**Instructions to follow**
Tally the lines of the listing below that contain the word "masks". State only the resulting number.

**Supplied material**

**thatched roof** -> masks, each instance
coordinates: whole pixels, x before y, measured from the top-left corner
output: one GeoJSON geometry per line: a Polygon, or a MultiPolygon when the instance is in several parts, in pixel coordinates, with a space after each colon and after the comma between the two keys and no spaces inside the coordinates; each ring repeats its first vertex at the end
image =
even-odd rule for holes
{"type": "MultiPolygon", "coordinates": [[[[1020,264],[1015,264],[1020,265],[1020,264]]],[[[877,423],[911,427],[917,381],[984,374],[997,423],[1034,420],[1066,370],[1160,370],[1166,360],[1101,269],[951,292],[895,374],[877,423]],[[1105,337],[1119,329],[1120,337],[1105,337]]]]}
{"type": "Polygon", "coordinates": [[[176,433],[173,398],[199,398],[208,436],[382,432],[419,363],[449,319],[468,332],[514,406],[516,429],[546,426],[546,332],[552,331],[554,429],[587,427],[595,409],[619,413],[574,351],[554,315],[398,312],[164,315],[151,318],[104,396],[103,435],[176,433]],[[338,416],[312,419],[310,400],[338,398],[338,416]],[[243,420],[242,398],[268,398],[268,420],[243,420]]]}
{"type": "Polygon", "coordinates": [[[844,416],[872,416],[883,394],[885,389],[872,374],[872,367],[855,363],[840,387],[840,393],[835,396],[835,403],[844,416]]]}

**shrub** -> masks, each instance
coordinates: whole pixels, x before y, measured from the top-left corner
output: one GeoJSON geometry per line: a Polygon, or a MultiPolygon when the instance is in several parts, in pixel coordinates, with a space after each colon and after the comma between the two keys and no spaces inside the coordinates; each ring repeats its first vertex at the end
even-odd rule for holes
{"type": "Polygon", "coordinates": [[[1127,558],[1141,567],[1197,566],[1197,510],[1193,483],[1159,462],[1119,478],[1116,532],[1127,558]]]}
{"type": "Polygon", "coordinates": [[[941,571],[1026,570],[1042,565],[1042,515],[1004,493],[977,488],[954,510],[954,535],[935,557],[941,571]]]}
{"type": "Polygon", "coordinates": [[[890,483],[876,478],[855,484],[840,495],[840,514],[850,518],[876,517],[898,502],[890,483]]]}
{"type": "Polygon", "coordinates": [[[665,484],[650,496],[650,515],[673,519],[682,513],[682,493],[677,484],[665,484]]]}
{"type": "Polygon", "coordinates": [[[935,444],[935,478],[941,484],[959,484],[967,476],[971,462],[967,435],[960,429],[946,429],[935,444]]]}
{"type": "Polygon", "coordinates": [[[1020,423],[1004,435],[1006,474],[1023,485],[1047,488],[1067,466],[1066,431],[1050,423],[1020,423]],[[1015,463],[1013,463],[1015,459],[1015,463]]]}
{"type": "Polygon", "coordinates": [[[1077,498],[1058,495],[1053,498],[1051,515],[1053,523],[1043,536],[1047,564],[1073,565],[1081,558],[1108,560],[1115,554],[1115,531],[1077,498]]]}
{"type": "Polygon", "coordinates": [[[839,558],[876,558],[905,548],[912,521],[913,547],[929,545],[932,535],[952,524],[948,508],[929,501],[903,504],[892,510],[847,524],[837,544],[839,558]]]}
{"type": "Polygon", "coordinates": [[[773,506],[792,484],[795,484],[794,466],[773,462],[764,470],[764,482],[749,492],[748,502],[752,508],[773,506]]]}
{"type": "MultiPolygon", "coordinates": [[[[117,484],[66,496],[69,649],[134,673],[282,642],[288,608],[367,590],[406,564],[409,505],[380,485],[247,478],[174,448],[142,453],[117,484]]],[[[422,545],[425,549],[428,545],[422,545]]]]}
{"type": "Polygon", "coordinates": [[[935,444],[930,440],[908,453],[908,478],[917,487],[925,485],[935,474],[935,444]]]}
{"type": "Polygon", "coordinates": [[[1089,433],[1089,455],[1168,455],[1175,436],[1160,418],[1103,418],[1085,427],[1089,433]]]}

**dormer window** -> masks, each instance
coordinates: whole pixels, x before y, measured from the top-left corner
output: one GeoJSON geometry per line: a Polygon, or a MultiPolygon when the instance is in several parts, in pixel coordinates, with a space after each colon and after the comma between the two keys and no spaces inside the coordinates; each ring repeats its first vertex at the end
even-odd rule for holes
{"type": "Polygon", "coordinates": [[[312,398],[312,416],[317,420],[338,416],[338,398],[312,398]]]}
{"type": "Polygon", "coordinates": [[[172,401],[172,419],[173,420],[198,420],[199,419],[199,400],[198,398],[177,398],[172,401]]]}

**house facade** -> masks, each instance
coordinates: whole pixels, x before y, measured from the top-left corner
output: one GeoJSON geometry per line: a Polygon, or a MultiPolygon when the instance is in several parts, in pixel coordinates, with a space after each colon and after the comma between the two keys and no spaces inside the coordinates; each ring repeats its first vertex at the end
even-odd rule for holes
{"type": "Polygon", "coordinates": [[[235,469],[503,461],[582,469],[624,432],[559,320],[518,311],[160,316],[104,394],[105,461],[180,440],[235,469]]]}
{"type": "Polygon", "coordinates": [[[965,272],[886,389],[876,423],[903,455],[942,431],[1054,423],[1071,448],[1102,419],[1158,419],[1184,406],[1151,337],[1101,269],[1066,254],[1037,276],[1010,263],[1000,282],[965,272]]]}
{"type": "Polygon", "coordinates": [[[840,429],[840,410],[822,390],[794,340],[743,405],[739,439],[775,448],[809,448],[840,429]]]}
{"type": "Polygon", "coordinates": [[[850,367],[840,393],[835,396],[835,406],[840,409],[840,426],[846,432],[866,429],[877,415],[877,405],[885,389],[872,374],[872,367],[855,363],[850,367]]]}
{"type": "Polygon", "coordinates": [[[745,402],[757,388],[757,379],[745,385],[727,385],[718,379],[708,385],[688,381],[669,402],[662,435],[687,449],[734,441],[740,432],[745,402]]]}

**Response below**
4